**What you have to do**
Copy out all of the lines below word for word, without changing anything.

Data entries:
==========
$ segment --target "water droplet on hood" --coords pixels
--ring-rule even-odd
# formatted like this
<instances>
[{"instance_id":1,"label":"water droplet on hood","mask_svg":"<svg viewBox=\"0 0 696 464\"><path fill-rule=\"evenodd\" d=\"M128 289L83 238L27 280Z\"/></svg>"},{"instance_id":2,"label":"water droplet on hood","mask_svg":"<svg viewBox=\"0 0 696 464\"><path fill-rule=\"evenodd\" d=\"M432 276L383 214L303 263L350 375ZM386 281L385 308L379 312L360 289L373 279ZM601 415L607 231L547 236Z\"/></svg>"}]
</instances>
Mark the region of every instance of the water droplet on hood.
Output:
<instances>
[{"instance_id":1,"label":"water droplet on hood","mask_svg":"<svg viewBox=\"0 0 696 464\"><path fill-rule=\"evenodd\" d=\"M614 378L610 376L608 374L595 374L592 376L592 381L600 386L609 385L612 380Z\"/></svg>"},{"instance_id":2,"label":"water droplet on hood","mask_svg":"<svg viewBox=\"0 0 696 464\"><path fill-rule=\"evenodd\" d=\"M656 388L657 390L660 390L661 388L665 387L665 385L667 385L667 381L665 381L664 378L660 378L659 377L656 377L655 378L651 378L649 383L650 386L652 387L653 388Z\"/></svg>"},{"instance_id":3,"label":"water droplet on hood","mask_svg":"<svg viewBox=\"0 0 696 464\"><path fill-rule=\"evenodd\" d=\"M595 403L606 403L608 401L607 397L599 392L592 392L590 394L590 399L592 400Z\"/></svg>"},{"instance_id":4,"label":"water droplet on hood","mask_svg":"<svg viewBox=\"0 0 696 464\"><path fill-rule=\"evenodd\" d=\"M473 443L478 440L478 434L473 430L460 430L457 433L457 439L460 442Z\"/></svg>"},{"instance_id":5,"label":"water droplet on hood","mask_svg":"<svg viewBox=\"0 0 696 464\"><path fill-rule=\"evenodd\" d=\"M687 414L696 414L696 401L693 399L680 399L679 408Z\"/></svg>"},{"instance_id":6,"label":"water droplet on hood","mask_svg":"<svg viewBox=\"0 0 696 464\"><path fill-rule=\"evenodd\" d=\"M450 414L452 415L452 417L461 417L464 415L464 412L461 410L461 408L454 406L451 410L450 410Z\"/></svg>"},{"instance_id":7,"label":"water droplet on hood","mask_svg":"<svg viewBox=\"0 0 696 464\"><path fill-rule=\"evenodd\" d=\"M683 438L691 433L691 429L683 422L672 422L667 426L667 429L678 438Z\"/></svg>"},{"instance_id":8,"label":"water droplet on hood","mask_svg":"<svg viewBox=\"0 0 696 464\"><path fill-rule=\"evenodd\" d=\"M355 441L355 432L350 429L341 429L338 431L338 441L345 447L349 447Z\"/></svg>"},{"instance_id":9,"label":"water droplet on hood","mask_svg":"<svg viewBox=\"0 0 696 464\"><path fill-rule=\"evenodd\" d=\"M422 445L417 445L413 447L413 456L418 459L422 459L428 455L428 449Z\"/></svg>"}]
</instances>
==========
**Exercise output**
$ segment --target "water droplet on hood" --coords pixels
--ring-rule even-odd
# formatted like this
<instances>
[{"instance_id":1,"label":"water droplet on hood","mask_svg":"<svg viewBox=\"0 0 696 464\"><path fill-rule=\"evenodd\" d=\"M128 289L83 238L27 280Z\"/></svg>"},{"instance_id":2,"label":"water droplet on hood","mask_svg":"<svg viewBox=\"0 0 696 464\"><path fill-rule=\"evenodd\" d=\"M432 276L383 214L303 263L350 375ZM386 281L385 308L379 312L360 289L373 279ZM601 415L607 231L547 236Z\"/></svg>"}]
</instances>
Mark the region of every instance of the water droplet on hood.
Output:
<instances>
[{"instance_id":1,"label":"water droplet on hood","mask_svg":"<svg viewBox=\"0 0 696 464\"><path fill-rule=\"evenodd\" d=\"M614 378L610 376L608 374L595 374L592 376L592 381L600 386L609 385L612 380Z\"/></svg>"},{"instance_id":2,"label":"water droplet on hood","mask_svg":"<svg viewBox=\"0 0 696 464\"><path fill-rule=\"evenodd\" d=\"M656 388L657 390L660 390L661 388L665 387L665 385L667 385L667 381L665 381L664 378L660 378L659 377L656 377L655 378L651 378L649 383L650 386L652 387L653 388Z\"/></svg>"},{"instance_id":3,"label":"water droplet on hood","mask_svg":"<svg viewBox=\"0 0 696 464\"><path fill-rule=\"evenodd\" d=\"M595 403L606 403L608 401L607 397L599 392L592 392L590 394L590 399L592 400Z\"/></svg>"},{"instance_id":4,"label":"water droplet on hood","mask_svg":"<svg viewBox=\"0 0 696 464\"><path fill-rule=\"evenodd\" d=\"M473 443L478 440L478 434L473 430L460 430L457 433L457 439L460 442Z\"/></svg>"},{"instance_id":5,"label":"water droplet on hood","mask_svg":"<svg viewBox=\"0 0 696 464\"><path fill-rule=\"evenodd\" d=\"M687 414L696 414L696 401L693 399L680 399L679 408Z\"/></svg>"},{"instance_id":6,"label":"water droplet on hood","mask_svg":"<svg viewBox=\"0 0 696 464\"><path fill-rule=\"evenodd\" d=\"M450 414L452 415L452 417L461 417L464 415L464 412L461 410L461 408L454 406L451 410L450 410Z\"/></svg>"},{"instance_id":7,"label":"water droplet on hood","mask_svg":"<svg viewBox=\"0 0 696 464\"><path fill-rule=\"evenodd\" d=\"M683 438L691 433L691 429L683 422L672 422L667 426L667 429L678 438Z\"/></svg>"},{"instance_id":8,"label":"water droplet on hood","mask_svg":"<svg viewBox=\"0 0 696 464\"><path fill-rule=\"evenodd\" d=\"M355 441L355 432L350 429L341 429L338 431L338 441L345 447L349 447Z\"/></svg>"},{"instance_id":9,"label":"water droplet on hood","mask_svg":"<svg viewBox=\"0 0 696 464\"><path fill-rule=\"evenodd\" d=\"M422 445L417 445L413 447L413 456L418 459L422 459L428 455L428 449Z\"/></svg>"}]
</instances>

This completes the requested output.